====== Textauszug

Natürlich ist es alles andere als neu, festzuhalten, was vom Tag übrigbleibt. Früher schrieb man Tagebuch oder lange Briefe, gelegentlich auch Tätigkeitsberichte, die, nie gelesen, Aktenordner füllten. Interessant in diesem Zusammenhang ist vor allem das Tagebuch, gerade weil es (zumeist) keinen Adressaten und keine offizielle Funktion hat. Es geht einzig darum, in der Notiz die Zeit, das gelebte Leben, vielleicht auch Gedachtes zu einzelnen Sätzen zu kristallisieren, zu Beobachtungen, kleinen Berichten, Herzensergüssen, Bonmots, Geständnissen, endlosen Lamentos. Den Geschmack der Tage festhalten. Manche haben dabei fast mehr dokumentiert als gelebt. Der Schweizer Ästhetik-Professor Henri-Frédéric Amiel hat im späten 19. Jahrhundert 17 000 Seiten Tagebuch geschrieben, nebst sechzehn Büchern. Der Orientalist und Dichter Friedrich Rückert schrieb ständig kleine Gedichte, gerade auch in Situationen tiefster Verzweiflung. Seine »Kindertodtenlieder«, über vierhundert Gedichte, die er nach dem Tod seiner zwei jüngsten Kinder schrieb, entstanden in wenigen Wochen, in denen der Dichter sich ruhelos und nie ohne Schreibzeug durchs Haus bewegte und praktisch permanent schrieb. Ähnlich Ernst Jünger, der neben seinem ausufernden literarischen Werk noch über ein Dutzend Tagebuch-Bände herausgebracht hat. Nichts, was ihm durch den Kopf fliege, bleibe unaufgeschrieben und unpubliziert, höhnte sein Bekannter Carl Schmitt 1949, natürlich in seinem eigenen Tagebuch »Glossarium«: »Entsetzliche Sparsamkeit der ihre Einfälle restlos verwertenden Vollmonade.« Jünger verwurstete den Ersten und Zweiten Weltkrieg, Gespräche mit berühmten Zeitgenossen, Spaziergänge, Reisen, Lesefrüchte und seine Gedanken über die Zeitläufte. Kaum gedacht, ging es zu Klett-Cotta.

============
====== Vorliegende Einträge

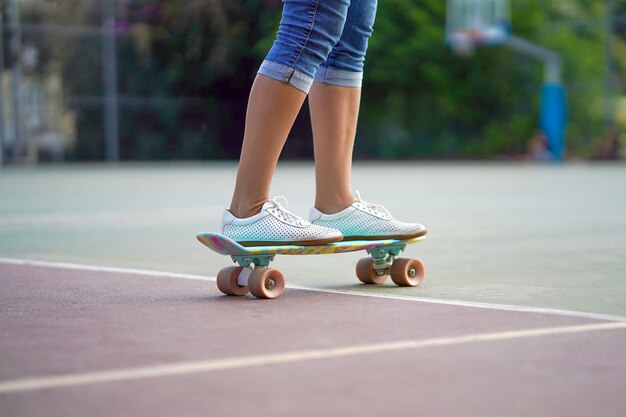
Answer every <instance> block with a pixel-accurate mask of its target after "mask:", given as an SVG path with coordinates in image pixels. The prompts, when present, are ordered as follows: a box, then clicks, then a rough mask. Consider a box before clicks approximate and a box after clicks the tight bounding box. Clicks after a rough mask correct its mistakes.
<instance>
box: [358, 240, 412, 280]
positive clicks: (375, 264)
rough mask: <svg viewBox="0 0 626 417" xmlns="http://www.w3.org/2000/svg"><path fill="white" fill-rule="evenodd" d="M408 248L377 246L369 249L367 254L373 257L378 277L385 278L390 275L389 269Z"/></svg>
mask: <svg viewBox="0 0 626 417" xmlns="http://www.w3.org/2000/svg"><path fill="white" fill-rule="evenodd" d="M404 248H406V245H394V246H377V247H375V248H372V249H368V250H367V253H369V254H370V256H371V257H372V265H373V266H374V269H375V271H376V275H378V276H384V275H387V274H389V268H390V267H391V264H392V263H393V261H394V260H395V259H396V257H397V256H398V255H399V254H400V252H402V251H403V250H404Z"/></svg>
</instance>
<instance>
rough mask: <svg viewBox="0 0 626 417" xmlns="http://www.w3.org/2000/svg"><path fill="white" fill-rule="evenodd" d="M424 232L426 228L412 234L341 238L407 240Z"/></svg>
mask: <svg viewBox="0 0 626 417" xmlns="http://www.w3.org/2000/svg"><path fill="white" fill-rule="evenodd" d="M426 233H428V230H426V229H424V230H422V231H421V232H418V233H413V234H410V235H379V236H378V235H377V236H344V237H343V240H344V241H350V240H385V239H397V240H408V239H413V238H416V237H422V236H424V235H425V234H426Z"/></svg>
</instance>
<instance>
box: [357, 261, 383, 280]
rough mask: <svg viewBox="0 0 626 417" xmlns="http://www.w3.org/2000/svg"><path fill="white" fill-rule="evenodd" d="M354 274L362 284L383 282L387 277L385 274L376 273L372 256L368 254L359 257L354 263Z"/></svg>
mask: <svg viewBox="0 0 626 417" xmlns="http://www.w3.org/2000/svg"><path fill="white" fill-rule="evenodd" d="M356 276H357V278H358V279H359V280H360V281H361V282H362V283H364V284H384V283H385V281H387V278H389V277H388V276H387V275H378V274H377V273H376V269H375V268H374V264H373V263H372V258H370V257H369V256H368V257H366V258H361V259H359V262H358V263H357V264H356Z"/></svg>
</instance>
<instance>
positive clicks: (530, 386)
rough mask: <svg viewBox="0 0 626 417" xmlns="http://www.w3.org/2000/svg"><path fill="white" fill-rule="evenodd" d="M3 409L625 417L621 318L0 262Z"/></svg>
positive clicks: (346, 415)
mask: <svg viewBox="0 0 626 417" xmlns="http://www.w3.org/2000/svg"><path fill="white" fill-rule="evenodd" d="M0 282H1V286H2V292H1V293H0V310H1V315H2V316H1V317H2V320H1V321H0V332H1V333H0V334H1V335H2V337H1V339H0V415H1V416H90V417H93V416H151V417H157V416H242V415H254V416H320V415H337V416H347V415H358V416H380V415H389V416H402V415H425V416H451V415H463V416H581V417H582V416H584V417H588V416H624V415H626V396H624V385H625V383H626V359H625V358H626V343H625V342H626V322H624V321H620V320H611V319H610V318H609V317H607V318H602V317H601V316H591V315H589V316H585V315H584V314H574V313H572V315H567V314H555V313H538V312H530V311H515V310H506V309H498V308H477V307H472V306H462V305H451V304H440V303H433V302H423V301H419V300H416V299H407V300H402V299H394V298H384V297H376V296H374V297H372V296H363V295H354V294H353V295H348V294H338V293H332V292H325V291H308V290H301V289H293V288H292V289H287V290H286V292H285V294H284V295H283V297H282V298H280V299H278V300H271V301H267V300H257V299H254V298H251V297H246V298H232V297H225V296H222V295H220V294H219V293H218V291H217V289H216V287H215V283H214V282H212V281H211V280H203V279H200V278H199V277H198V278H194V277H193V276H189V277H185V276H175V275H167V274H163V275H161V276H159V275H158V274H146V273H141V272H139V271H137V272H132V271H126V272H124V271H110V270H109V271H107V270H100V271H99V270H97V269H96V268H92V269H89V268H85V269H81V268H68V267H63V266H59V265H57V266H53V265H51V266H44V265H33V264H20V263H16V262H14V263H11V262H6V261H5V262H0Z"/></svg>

============

◆ Aufgaben:
a) Wie viele Seiten Tagebuch hat Henri-Frédéric Amiel laut dem Text über das Tagebuchschreiben im späten 19. Jahrhundert geschrieben?
b) Führe den Text über das Tagebuchschreiben nach seinem letzten Satz weiter.
Die Einträge stammen aus einer anderen Quelle.

◆ Erwartete Antworten:
a) 17 000 Seiten.

b)
Der englische Marine-Staatssekretär Samuel Pepys schrieb im 17. Jahrhundert alles auf, was ihn umtrieb: seine Arbeit, politische Ereignisse, das Pestjahr 1665 in London, den Brand im folgenden Jahr, seine Ehestreitigkeiten, Gesundheitsprobleme und kleinen Affären. Anders als Jünger, der in jeder seiner kalkulierten Gesten nicht nur für eine Öffentlichkeit schrieb, sondern wohl auch für sie lebte, ist Pepys’ Tagebuch für niemanden als ihn selbst verfaßt. Ein Notat gelebten Lebens, aber wohl auch eine Art, sich der Ereignisse, Gefühle, Unsicherheiten und Zweifel zu entledigen, die es begleiteten. Ein Logbuch vielleicht nicht der Innerlichkeit, aber der Privatheit. Und anders als Jünger, der sich stets als wichtigen Zeugen und Kommentator des Jahrhunderts verstand, überließ Pepys die Entdeckung seiner in einer Kurzschrift verfaßten Notizen auch der Nachwelt. Er ließ die Aufzeichnungen binden und reihte sie einfach unter die anderen dreitausend Bücher seiner Bibliothek, die er seinem Neffen vermachte.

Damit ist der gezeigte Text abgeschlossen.